# READING PASSAGE
== Segment start ==

Myc upregulates Chk2 mRNA and protein levels. (A) Protein gel blot analysis of NIH 3T3 fibroblasts infected with MSCV-MycER-IRES-puro retrovirus. The nuclear translocation of MycER was induced by 4-HT for 24 h. Whole-cell lysates were harvested and analyzed using antibodies directed against the indicated proteins. (B) qRT-PCR analysis of Chek2 and Odc transcript levels in _p53_-knockout mEFs infected with MSCV-MycER-IRES-GFP retrovirus. 4-HT was added to the cells, and transcript expression was measured 24 h later, in the presence or absence of 1 µg/ml cycloheximide (CHX) in the growth media. (C) qRT-PCR analysis of Chek2 transcript levels in (B) cells from WT and γ-Myc mice as well as tumors developed in the γ-Myc transgenic animals. (D) Protein gel blot analysis of Chk2 protein levels in < 6-week-old wild-type (WT) and pre-cancerous γ-Myc mice compared with palpable lymphomas harvested from sick animals. (E) Lymphomas from sick γ-Myc mice were either treated with FastAP™ alkaline phosphatase or mock-treated (heat-inactivated alkaline phosphatase) and then analyzed by protein gel blot.

== Segment end ==

# DATA SHOWN

== Segment start ==

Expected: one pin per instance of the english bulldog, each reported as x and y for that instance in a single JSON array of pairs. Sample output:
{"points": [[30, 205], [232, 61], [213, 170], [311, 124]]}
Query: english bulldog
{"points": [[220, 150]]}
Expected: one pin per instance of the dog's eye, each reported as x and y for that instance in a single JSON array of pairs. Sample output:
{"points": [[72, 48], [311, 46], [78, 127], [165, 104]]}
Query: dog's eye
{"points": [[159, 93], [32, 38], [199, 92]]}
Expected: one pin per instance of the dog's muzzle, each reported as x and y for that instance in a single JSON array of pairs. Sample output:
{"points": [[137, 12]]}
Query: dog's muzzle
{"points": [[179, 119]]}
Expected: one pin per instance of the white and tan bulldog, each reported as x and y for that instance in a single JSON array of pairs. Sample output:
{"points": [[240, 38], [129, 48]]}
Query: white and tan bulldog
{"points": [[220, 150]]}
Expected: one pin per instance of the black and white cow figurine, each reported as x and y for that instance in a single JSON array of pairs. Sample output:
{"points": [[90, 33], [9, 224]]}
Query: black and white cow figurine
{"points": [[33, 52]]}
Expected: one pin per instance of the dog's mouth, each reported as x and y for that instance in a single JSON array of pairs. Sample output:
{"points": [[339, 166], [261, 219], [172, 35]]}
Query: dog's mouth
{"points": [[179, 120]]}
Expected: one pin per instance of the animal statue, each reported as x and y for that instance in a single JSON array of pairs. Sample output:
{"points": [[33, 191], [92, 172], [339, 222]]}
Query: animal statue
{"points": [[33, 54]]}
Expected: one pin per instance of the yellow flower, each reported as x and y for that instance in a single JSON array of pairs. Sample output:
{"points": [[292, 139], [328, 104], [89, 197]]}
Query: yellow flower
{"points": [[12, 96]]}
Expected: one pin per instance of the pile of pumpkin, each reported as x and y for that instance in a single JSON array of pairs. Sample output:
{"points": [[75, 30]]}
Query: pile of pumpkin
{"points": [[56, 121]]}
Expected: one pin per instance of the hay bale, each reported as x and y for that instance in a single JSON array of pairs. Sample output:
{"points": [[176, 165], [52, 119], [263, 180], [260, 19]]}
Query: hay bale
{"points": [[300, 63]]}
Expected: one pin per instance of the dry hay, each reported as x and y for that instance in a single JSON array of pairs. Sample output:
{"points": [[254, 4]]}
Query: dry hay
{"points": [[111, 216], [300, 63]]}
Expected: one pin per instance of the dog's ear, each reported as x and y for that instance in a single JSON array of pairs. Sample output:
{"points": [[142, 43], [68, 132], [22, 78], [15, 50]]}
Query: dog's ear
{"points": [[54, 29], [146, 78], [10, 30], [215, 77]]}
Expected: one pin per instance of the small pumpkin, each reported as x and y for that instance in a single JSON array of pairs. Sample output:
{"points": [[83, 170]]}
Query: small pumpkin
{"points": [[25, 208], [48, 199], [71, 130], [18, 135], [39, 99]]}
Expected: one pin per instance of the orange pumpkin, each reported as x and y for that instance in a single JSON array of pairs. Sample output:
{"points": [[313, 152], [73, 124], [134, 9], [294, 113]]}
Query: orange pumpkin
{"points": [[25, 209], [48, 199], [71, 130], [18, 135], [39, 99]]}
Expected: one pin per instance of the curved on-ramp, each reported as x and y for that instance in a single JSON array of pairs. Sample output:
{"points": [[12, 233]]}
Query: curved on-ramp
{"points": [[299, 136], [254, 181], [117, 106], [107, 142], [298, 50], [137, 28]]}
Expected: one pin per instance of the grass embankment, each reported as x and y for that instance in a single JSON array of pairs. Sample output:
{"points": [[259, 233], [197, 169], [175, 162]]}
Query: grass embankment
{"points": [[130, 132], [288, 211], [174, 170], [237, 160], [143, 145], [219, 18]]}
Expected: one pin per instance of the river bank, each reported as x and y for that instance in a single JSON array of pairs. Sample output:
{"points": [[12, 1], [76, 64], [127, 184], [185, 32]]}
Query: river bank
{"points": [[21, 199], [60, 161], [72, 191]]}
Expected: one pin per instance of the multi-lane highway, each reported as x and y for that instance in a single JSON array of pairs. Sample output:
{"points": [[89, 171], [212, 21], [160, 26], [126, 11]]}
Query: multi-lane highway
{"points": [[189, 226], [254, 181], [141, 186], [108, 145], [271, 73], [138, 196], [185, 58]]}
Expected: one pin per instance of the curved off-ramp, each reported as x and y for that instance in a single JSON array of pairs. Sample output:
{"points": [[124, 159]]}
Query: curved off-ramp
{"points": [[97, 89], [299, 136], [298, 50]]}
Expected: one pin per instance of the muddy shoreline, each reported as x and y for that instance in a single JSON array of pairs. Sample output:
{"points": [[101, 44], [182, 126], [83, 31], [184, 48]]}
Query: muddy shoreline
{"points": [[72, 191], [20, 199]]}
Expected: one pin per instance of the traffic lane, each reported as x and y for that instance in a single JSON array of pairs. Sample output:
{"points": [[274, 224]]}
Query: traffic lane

== Segment end ==

# EXERCISE INSTRUCTIONS
A: According to the figure legend, what kind of cells were infected with MSCV-MycER-IRES-puro retrovirus for panel (A)?
B: Say whether each statement agrees with the figure legend, answering yes or no and quoting the words that decide it: (i) In panel (B), the cells were infected with MSCV-MycER-IRES-GFP retrovirus. (ii) Cycloheximide was added to the growth media at 10 µg/ml. (iii) In panel (E), the mock treatment used heat-inactivated alkaline phosphatase.
C: In one to three sentences, explain why, according to the figure legend, 4-HT was applied to the cells in panel (A).

# TASK-BY-TASK ANSWERS
A: NIH 3T3 fibroblasts.

B:
(i) Yes: "_p53_-knockout mEFs infected with MSCV-MycER-IRES-GFP retrovirus."
(ii) No: "1 µg/ml cycloheximide (CHX) in the growth media."
(iii) Yes: "mock-treated (heat-inactivated alkaline phosphatase)."

C: 4-HT was applied to induce the nuclear translocation of MycER. The cells were treated for 24 h, and then whole-cell lysates were harvested and analyzed with antibodies against the indicated proteins.